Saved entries
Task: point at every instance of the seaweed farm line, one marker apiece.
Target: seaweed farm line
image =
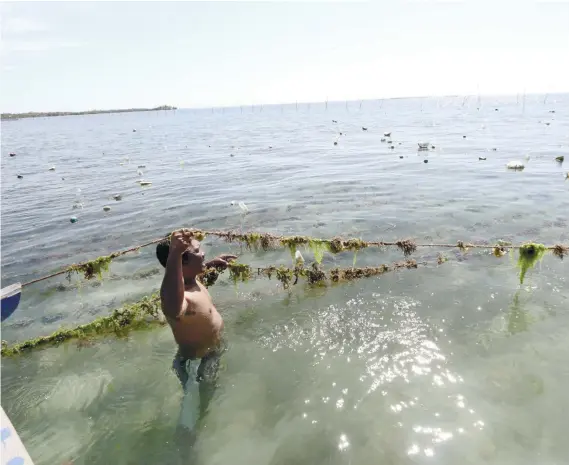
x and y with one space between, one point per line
147 312
459 360
266 241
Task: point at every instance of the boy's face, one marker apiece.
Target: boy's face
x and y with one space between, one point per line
193 260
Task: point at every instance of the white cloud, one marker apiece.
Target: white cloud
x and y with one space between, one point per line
22 25
37 45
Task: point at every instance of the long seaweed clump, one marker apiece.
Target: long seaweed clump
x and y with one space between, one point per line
146 313
529 255
120 322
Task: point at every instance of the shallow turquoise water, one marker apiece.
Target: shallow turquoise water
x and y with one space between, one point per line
444 363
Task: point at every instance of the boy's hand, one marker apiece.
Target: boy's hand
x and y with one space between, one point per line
221 262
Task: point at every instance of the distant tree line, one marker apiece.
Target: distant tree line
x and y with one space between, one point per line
34 114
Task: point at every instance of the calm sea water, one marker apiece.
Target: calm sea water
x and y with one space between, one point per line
446 364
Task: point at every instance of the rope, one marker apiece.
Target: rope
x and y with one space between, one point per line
147 312
335 245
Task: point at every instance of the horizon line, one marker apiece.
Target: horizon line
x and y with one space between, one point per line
304 102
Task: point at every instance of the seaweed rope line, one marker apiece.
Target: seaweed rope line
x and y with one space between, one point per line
146 312
335 245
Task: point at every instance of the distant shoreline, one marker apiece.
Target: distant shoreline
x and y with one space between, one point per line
33 114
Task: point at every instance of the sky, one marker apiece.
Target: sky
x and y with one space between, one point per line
72 56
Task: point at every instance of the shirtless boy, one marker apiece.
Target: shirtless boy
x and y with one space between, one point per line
189 309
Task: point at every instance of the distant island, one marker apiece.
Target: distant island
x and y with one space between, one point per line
33 114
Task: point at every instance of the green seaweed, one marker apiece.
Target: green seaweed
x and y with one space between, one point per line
317 247
354 244
239 272
529 255
120 322
209 277
335 246
146 312
314 275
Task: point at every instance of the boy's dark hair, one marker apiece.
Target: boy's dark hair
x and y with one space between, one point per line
162 250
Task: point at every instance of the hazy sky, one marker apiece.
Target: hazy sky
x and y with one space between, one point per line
76 56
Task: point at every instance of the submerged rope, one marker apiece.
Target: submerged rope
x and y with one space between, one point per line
266 241
147 312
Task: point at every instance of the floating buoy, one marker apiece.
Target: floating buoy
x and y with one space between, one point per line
515 165
243 208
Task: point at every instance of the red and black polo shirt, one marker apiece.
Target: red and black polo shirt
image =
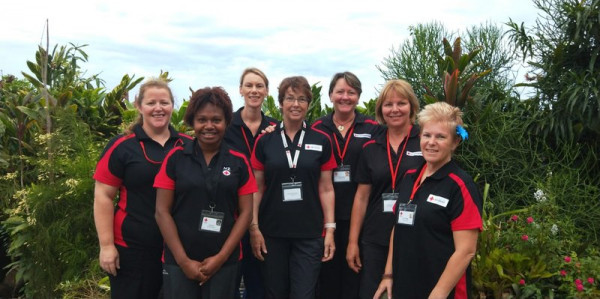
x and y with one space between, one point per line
239 136
447 201
374 169
199 187
346 151
295 219
131 162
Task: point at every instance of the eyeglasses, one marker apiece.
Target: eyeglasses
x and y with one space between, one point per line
301 100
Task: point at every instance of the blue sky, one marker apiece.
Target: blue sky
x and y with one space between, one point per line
209 43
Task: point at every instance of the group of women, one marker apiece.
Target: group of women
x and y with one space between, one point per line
325 210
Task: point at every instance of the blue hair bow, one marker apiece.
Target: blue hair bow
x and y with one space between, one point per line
460 131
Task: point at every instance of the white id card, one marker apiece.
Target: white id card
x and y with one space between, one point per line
341 174
389 200
211 221
407 214
292 191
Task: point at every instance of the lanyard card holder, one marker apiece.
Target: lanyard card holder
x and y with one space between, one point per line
211 221
341 174
292 191
389 200
407 214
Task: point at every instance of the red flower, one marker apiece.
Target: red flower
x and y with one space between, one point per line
567 259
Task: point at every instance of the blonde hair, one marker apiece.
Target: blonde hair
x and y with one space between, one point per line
441 112
150 83
403 89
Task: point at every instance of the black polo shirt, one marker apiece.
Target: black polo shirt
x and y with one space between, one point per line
239 136
198 187
294 219
362 130
374 169
447 201
130 162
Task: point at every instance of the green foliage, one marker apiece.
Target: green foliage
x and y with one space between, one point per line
563 48
51 227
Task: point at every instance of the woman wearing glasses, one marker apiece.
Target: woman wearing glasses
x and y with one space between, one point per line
294 205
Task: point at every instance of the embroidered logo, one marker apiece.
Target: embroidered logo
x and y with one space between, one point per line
366 135
226 171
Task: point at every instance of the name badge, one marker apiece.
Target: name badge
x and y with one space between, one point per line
407 214
389 200
438 200
211 221
292 191
341 174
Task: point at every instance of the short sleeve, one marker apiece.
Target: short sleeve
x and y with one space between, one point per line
465 210
165 179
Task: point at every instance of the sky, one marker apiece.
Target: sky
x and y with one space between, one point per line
210 43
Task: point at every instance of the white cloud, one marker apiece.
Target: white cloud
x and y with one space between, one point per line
211 42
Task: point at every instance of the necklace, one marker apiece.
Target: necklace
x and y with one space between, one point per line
342 126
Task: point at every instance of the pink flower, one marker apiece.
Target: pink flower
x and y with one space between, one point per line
563 273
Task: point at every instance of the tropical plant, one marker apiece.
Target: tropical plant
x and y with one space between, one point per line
562 49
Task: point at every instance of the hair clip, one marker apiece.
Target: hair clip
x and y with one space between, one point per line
460 131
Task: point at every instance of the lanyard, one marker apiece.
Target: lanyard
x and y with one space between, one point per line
337 144
417 183
292 163
392 171
246 139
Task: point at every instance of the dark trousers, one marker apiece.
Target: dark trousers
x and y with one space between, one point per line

## Your task
Extract from the records above the lines from the one containing "Task: point at every instance of the floating" to the one containing "Task: point at every instance of the red and", both lines included, exactly as they appear and with nothing else.

## Exercise response
Task: point at every instance of the floating buoy, one marker apiece.
Target: floating buoy
x and y with one space between, one point per line
515 165
243 208
Task: point at every instance of the red and black polo shirt, one marker apiece.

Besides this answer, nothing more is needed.